Passage to read
I too am addicted to socks, for my toe up I like the Turkish cast on and I'm still trying to find a heel I like with the toe up any suggestions or ones you prefer?


----------



## henhouse2011 (Feb 20, 2011)

gorgeous, truly gorgeous. I can just barely get a peek at the bind off. How do you bind off to be sure it is elastic enough? I did one over three times and it is still too tight over my heel arch.


----------



## journey7 (Nov 24, 2011)

Oh the socks are beautiful!!


----------



## joanh8060 (Apr 22, 2011)

Stunning! Thanks for sharing the photos of your sock adiction projects. I'm a top down one at a time heel flap sock knitter. Most challenging were the Double helix heel in Cascade elastic cotton. Know I did at least 4 of those heels...maybe 6. Enoughaready! Keep knitting and keep sharing, please. Joan 8060


----------



## knitty (Apr 4, 2011)

wow i wish you were sending them to me!!!!!!!!!


----------



## sharmend (Feb 14, 2012)

Gorgeous socks!


----------



## littlemissxmas (Oct 1, 2011)

If any of you ever have so many socks you want to find them a good home please do the following. PICK ME! PICK ME!  I wear socks all the time even when I was in the Bahamas at night it does get cold there. Those are beautiful. One day I would like to beable to make socks as nice as these.


----------



## lvchocl8nknitting (Mar 3, 2011)

Masterpieces!!! This is my year to try socks...I keep saying.
Yours are to die for!!! (pardon the preposition at the end of the sentence...but they are gorgeous!!!!!!). You'd need see-through shoes to do them justice; seems a shame to put these into shoes! Thanks for sharing. I am in awe!


----------



## belencita7 (Oct 6, 2011)

Just so beautiful,love the patterns,never done the toe up,but I will check it out!Thank-you for sharing.


----------



## Mimi Cora (Feb 20, 2011)

do your feet know how very lucky they are... very nice work....but I'm old school cuff down....however just yesterday I did a turkish cast on for my first pair of tow ups...so I may have to eat my words....

Exercise description
According to the sock-knitting thread, in what yarn did joanh8060 knit the Double helix heels? The data that come next are drawn from a different source than the sock-knitting thread.

Collected data
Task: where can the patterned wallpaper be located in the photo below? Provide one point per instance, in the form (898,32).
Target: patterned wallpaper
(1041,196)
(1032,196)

Response
Cascade elastic cotton.